How to complete this task:
Lines in the data below that contain the word "positive" are to be copied.
+++++
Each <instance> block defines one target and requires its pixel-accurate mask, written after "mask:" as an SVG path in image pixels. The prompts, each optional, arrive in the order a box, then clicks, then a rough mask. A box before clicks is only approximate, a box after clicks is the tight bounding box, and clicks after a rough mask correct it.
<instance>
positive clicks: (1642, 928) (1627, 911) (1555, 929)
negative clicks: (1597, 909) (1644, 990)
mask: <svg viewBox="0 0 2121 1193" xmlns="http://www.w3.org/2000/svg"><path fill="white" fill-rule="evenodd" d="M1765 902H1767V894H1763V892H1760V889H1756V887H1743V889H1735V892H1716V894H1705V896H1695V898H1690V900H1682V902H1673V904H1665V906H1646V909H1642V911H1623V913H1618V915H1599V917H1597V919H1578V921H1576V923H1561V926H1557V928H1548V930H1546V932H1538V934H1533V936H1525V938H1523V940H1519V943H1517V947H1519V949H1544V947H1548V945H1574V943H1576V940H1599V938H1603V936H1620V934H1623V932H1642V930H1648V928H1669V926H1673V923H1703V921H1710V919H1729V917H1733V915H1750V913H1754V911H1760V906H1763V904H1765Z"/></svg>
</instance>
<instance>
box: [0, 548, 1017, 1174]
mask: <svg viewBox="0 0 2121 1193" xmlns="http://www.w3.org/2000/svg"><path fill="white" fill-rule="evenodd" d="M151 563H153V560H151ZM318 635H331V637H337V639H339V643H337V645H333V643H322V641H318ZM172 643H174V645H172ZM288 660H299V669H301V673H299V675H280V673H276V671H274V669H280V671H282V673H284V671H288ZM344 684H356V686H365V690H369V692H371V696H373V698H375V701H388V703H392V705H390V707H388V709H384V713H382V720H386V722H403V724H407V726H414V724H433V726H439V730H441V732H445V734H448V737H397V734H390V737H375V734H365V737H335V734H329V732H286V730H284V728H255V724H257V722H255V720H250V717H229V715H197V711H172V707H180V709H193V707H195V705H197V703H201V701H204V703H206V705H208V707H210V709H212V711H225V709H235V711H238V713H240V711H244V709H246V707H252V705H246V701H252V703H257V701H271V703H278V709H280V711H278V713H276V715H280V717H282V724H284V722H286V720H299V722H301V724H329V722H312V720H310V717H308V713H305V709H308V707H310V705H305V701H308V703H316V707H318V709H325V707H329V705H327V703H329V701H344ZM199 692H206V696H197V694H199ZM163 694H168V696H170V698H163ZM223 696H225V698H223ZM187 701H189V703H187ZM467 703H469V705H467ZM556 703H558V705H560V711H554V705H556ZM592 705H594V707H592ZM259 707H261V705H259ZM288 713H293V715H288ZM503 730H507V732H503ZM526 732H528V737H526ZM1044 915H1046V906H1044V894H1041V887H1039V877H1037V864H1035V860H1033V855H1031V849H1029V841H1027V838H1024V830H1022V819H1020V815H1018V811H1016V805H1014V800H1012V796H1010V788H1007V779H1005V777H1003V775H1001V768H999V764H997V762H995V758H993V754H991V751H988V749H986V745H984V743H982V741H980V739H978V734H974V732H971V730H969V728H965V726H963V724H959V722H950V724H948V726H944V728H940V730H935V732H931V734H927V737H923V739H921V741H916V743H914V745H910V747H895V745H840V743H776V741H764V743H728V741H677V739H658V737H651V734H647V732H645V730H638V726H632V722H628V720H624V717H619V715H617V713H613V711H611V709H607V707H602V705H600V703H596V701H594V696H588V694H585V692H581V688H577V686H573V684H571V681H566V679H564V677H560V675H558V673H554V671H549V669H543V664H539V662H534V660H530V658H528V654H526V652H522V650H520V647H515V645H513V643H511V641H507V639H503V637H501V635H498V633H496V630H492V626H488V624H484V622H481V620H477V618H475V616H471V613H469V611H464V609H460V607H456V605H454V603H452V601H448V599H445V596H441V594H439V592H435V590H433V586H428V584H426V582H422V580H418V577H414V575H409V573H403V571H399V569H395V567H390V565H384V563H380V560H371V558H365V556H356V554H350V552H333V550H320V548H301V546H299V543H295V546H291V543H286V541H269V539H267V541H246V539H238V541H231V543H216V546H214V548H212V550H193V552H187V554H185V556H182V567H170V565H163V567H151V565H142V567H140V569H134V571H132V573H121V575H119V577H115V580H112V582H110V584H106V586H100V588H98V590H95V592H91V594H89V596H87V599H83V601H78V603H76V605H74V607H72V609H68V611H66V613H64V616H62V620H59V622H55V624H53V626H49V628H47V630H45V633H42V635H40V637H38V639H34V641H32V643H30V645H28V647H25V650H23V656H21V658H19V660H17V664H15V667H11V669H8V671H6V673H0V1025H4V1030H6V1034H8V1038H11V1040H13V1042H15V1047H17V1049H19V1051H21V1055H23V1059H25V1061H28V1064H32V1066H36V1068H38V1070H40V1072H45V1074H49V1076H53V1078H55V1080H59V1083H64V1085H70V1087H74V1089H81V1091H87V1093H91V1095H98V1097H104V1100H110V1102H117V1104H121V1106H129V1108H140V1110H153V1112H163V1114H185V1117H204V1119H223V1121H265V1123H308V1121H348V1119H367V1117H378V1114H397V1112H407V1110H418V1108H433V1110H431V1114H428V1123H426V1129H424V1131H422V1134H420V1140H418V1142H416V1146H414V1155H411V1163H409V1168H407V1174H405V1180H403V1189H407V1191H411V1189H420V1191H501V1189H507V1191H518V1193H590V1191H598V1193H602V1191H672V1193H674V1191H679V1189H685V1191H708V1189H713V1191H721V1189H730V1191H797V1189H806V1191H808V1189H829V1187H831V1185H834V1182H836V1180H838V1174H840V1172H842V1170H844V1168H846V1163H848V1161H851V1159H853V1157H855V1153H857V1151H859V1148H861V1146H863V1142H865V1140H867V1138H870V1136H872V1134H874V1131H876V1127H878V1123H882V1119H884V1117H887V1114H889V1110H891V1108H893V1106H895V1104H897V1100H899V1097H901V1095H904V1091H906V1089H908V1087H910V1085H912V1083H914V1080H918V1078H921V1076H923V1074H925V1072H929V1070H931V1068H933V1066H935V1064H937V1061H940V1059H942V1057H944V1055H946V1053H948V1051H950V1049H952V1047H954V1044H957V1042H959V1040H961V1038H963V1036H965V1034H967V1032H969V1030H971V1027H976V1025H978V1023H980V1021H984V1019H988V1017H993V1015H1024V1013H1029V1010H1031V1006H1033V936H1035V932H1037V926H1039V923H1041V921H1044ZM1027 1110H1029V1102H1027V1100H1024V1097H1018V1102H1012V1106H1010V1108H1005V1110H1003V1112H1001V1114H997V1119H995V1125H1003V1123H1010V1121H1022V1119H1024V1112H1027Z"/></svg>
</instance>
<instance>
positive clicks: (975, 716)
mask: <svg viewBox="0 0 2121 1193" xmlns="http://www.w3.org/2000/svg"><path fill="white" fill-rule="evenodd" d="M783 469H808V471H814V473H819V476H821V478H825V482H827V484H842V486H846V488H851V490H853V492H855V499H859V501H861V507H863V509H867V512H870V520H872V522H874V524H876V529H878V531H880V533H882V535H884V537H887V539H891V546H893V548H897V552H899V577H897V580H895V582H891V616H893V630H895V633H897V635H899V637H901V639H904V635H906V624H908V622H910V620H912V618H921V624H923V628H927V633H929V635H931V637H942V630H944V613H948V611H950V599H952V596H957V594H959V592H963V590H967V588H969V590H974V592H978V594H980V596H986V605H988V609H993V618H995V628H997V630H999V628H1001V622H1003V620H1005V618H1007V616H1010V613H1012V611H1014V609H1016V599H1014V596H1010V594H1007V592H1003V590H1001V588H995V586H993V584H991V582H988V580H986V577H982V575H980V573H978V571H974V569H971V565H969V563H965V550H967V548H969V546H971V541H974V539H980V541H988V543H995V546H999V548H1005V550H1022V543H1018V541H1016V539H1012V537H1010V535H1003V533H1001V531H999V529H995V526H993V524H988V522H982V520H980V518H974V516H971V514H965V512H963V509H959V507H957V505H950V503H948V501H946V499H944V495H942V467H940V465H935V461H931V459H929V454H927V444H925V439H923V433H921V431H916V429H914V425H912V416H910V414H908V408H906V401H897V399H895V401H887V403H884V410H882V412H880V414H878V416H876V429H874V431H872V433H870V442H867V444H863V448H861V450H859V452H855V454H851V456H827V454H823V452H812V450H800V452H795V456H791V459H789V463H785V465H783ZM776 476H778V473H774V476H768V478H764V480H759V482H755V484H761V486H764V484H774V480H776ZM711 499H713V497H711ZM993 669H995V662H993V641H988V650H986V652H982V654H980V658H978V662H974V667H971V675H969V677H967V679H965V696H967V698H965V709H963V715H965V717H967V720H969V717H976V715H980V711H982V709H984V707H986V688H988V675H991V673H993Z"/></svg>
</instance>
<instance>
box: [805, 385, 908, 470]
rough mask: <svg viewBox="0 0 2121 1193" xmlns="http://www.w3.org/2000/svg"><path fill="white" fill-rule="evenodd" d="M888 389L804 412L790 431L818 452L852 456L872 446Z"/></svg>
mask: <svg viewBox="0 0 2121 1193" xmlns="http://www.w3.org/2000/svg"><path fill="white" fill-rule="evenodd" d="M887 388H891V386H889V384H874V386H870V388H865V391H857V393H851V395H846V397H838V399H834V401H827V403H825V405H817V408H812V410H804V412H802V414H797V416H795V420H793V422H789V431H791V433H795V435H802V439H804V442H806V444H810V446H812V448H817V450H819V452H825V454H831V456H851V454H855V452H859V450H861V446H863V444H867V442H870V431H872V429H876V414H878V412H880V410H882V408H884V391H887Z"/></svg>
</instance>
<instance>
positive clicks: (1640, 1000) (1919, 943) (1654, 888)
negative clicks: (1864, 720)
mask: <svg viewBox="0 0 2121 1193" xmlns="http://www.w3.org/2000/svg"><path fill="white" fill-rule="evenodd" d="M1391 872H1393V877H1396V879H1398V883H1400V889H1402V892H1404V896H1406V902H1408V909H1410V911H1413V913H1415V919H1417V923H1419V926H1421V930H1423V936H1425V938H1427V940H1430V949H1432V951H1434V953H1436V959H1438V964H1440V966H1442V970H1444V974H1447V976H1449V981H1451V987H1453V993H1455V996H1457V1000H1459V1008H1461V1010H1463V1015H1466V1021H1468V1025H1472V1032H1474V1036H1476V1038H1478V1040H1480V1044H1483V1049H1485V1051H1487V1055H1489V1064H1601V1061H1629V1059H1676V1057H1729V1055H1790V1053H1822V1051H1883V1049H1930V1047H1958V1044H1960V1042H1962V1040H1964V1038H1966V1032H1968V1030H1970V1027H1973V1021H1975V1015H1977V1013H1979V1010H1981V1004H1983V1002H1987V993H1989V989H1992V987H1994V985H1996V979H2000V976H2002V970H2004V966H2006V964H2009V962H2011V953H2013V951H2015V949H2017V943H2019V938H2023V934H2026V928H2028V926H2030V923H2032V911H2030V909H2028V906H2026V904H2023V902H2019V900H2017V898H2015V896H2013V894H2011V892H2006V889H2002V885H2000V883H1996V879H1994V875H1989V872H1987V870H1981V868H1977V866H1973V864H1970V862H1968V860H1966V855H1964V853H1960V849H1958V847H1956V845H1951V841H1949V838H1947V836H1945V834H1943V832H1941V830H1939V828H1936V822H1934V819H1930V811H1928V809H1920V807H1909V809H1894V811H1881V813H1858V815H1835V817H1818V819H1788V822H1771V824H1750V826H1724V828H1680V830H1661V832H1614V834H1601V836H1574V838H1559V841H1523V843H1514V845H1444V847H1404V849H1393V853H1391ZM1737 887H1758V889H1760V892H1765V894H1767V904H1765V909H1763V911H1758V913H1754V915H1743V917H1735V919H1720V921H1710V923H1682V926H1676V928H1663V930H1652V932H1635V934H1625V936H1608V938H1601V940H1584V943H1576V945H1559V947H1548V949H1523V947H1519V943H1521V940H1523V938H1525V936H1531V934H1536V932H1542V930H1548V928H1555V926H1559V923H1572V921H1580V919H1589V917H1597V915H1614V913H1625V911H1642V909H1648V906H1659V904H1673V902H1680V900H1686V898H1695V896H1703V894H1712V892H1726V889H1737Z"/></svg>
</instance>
+++++
Response below:
positive clicks: (1642, 928) (1627, 911) (1555, 929)
positive clicks: (975, 716)
positive clicks: (1640, 1000) (1919, 943) (1654, 888)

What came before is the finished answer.